Prompt 1
Copy out these lines of the listing word for word, everything from the line containing "each like [522,70]." down to the end of the listing.

Selected text

################

Studio album by Lou Reed
- Released: November 1976
- Recorded: 1976
- Studio: The Record Plant (New York City)
- Genre: Rock; pop;
- Length: 37:42
- Label: Arista
- Producer: Lou Reed

Lou Reed chronology
| Coney Island Baby (1975) | Rock and Roll Heart (1976) | Walk on the Wild Side: The Best of Lou Reed (1977) |

Singles from Rock and Roll Heart
- "I Believe in Love" Released: November 1976 (US); "Rock and Roll Heart" Released: April 22, 1977 (UK); "Chooser and the Chosen One" Released: 1977 (France);

= Rock and Roll Heart =

Rock and Roll Heart is the seventh solo studio album by American rock musician Lou Reed, released in November 1976. It was his first album for Arista Records after record mogul Clive Davis reportedly rescued him from bankruptcy. "A Sheltered Life" dates back to 1967, when the Velvet Underground recorded a demo of it (available on 1995's Peel Slowly and See). The Velvet Underground also performed "Follow the Leader", and a live recording of it was released on The Quine Tapes (2001).

################

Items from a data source
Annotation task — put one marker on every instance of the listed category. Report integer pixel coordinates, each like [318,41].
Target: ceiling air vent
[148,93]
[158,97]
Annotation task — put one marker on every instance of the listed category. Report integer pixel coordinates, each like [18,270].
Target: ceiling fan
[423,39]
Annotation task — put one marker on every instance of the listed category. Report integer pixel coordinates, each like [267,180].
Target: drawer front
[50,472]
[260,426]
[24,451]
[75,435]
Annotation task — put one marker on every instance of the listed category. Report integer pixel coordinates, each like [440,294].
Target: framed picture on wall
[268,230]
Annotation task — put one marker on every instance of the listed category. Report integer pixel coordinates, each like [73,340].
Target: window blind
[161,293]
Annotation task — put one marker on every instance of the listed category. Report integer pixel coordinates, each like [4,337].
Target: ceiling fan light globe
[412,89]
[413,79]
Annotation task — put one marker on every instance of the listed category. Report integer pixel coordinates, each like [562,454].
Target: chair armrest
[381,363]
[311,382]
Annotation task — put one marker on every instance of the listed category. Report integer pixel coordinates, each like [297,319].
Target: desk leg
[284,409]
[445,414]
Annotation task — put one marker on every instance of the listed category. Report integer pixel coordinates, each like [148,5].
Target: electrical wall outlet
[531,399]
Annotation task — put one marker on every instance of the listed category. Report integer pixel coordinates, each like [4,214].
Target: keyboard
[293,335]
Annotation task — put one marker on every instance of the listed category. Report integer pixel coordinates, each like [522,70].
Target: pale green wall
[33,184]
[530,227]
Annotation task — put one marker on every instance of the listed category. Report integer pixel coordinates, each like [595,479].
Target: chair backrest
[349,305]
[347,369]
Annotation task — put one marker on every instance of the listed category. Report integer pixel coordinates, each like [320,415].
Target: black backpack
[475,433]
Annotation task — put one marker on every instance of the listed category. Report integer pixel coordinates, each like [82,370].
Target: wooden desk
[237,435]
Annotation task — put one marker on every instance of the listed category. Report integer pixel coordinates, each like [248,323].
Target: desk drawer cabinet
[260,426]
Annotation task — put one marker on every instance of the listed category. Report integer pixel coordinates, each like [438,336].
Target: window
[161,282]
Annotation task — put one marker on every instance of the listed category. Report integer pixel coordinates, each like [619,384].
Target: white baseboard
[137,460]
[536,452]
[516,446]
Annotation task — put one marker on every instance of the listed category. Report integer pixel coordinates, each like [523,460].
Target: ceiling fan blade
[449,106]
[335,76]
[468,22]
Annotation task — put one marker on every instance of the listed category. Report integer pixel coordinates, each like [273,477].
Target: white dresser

################

Prompt 2
In the Rock and Roll Heart text, switch "Lou Reed" to "Reed" and give everything from "- Genre: Rock;" down to "Quine Tapes (2001)." again.

Exercise solution 1
Annotation task — put one marker on every instance of the listed category. Report integer pixel coordinates, each like [522,70].
Target: pale green wall
[33,184]
[530,227]
Annotation task — put one marker on every instance of the listed category. Report integer pixel coordinates, each like [595,479].
Target: chair backrest
[349,305]
[347,369]
Annotation task — put one marker on every instance of the listed category. Report integer pixel coordinates, each like [320,415].
Target: black backpack
[475,433]
Annotation task — put one marker on every instance of the listed category. Report integer pixel coordinates, each like [82,370].
Target: wooden desk
[237,435]
Annotation task — put one marker on every instance of the listed category. Report integer pixel coordinates, each like [248,323].
Target: desk drawer cabinet
[260,426]
Annotation task — put one marker on every instance of the listed category. Report integer pixel coordinates, each like [438,336].
Target: window
[161,282]
Annotation task — put one marker on every instance of the listed category. Report integer pixel coordinates, each like [619,384].
Target: white baseboard
[137,460]
[536,452]
[516,446]
Annotation task — put one marker on every instance of the listed category. Report integer pixel coordinates, each like [523,460].
Target: ceiling fan blade
[449,106]
[335,76]
[468,22]
Annotation task — put one marker on every instance of the listed category. Report integer pixel coordinates, each like [273,477].
Target: white dresser

Exercise solution 2
- Genre: Rock; pop;
- Length: 37:42
- Label: Arista
- Producer: Reed

Reed chronology
| Coney Island Baby (1975) | Rock and Roll Heart (1976) | Walk on the Wild Side: The Best of Reed (1977) |

Singles from Rock and Roll Heart
- "I Believe in Love" Released: November 1976 (US); "Rock and Roll Heart" Released: April 22, 1977 (UK); "Chooser and the Chosen One" Released: 1977 (France);

= Rock and Roll Heart =

Rock and Roll Heart is the seventh solo studio album by American rock musician Reed, released in November 1976. It was his first album for Arista Records after record mogul Clive Davis reportedly rescued him from bankruptcy. "A Sheltered Life" dates back to 1967, when the Velvet Underground recorded a demo of it (available on 1995's Peel Slowly and See). The Velvet Underground also performed "Follow the Leader", and a live recording of it was released on The Quine Tapes (2001).